• [TEXT]:
▬▬▬▬▬▬▬▬▬▬

Nice Vs Kind

The path to wisdom starts with experience.  But before you go on to read further, take a moment to remember (I use the term remember because we all experienced at least one thing in our lives), what it feels like to actually experience something.

Experience can’t be chronologically ordered and filed away into text books (in other words, can’t be taught).  It’s not a tangible thing, or a calculation taught by a teacher.  Experience is far more than a series of events and it’s deeper than any physical pain or pleasure.

Experience is what you gained, what you learned.  Experience is feeling.

You are part of the experience.  You and it are interchangeable.  I learned this a while back during an out of body experience I had while asleep.   You can read about that here.

power-of-experience-883

Experience is how you felt during a certain time in your life.  It’s what you felt after holding your first born child.  Having experiences is synonymous with true understanding.  Forming a connection with an experience makes you part of it.  Part of the moment.  It’s feeling.  It’s using your intuitive “knowing” that Bruce Lee and I share (read my last post).

That being said, let’s take a look at what feelings are.

Feelings come from the heart.  They’re as much physical as they are emotional.  They’re bound by body and soul.  Feelings flow like a river when left unobstructed, and change along with your growth and development.  As feelings grow, so shall you.  It’s a subconscious energy connected with your creative higher mind.  It’s connected with your ability to learn and with your capacity to be compassionate.

Getting to the topic at hand, nice vs kind, I needed to give you that little background first.  Nice vs kind is an exemplary example of comparing compassion to patterns, feelings verses structure and the judicial “right” from “wrong”.

Niceness or niceties are lies.  Before you disagree, hear me out.

Most people are heavily bonded by fear.  They counteract their fear by conforming to superficial structures and patterns.

Their experience formed a thinking pattern and belief system  that caused obstruction making the flow of feeling blocked (perhaps they didn’t like feeling a certain way and are now avoiding it?).  They don’t have trust or strength in themselves to confront these obstructions.  Therefore limiting their chances of becoming self-actualized.

This causes selfishness, lack of empathy and compassion.  These are the people who’ll listen to your story, but will never relate to it.  They have limited connection to themselves and to others, unless they meet people who are equally blocked and superficial which only reinforces their blindness.

They adhere to a set of principles based on their current “leaders” logic because they’re unable to form their own beliefs.  They will defend their leader because they are, in essence,  defending themselves.  They are pattern seekers, followers, and unaware.

If a weak chink is spotted in a fellow comrade, they judge them and stomp them out of existence with contempt and disgust – hence feeding into their ego and gaining power by stealing it from others.

This is how the Holocaust happened.

90% of the people you meet are blocked up, unable to create, unable to think for themselves – all because of avoidance.  Avoidance of the pain and weakness they associate with their particular obstruction.

bengal%20holocaust

People aren’t strong enough to see truth.  Instead of facing themselves, they are disgusted and sickened with those who suffer by their own hands.  All because they are structured pattern seekers following their leaders orders – no heart of their own, no connection to themselves.  No empathy.  They blame others for their own guilt.

▬▬▬▬▬▬▬▬▬▬

• [EXERCISE 1]:
Summarize the essay on nice versus kind in two sentences.
• [EXERCISE 2]:
Write a continuation of the essay on nice versus kind, picking up after its final paragraph.

• [DATASET SECTION]:
▬▬▬▬▬▬▬▬▬▬

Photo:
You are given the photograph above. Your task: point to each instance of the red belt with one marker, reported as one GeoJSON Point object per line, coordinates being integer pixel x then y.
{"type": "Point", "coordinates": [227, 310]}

▬▬▬▬▬▬▬▬▬▬

• [EXERCISE ANSWER 1]:
The essay holds that experience cannot be taught and is, at bottom, feeling, which comes from the heart, flows when left unobstructed, and is connected with the capacity to be compassionate. Calling niceness a lie, it argues that most people, bonded by fear, conform to superficial structures that block their feelings, leaving them without empathy, following leaders, and judging weakness in others with contempt, and it names this as how the Holocaust happened.

• [EXERCISE ANSWER 2]:
What the nazi’s did was judicially considered the “right” thing.  A way to protect and preserve the wellbeing of their country. You can’t deny this happened, although some try.

Are American’s headed in the same direction?  Infiltrating countries to exterminate “threats,” setting new laws that allow the military permission to imprison anyone without a hearing.  Changing the very Declaration that this country was founded on.

Is it all to happen again?

It is karma and people are blind at seeing truth.  Even our iconic statue of justice is blindfolded, adhering to whomever the current laws are in favor of.

blind justice

 

Wow I just realized you can totally see her nipples.

Anyway, I’m way off topic.

Don’t be nice to people just because it’s the “right” thing to do, or that you want to be a good person and that’s what “good” people do.  The nice thing to do is taken directly from patterns, from environment and circumstance.

Niceness is on the surface.  Kindness is from the heart.

Don’t be nice out of guilt or that maybe you’re afraid of getting in trouble with someone, be kind out of love.

Anyway, while I was massaging my last client (who has crazy back issues), I noticed that pain travels to the weakest part of the body first.  And once that part gets accustomed to the pain, it moves on to strike the next weakest part.

The body is connected to feelings and therefore makes an excellent analogy.  If you aren’t aware of yourself and what you do, you will experience suffering.  You will experience suffering until you make the choice to do something about it.  Confronting and strengthening your weakness is the only way to resolve and evolve into your higher blessed being.

This doesn’t mean you should become hardened and grow a tough shell (that’s what happens to unaware people).  You must confront your pain and accept it.  You strengthen it out of love, compassion and forgiveness of yourself.

Pain and suffering are blessings.  They are gifts to teach us strength, awareness and compassion.  They teach us, just as it is in the body, where to let go.

Everything has a beginning and an end.  That’s the gift of life – the gift of learning appreciation.  All experiences must be cherished as passing treasured gifts.

Opening your heart to others and being present with them, makes you vulnerable.  LET yourself feel the pain of a broken heart as many times as it takes to gain the strength and courage to evolve into your higher, stronger self.  That’s what life is all about.  Living wholly in your heart is the opposite of avoidance.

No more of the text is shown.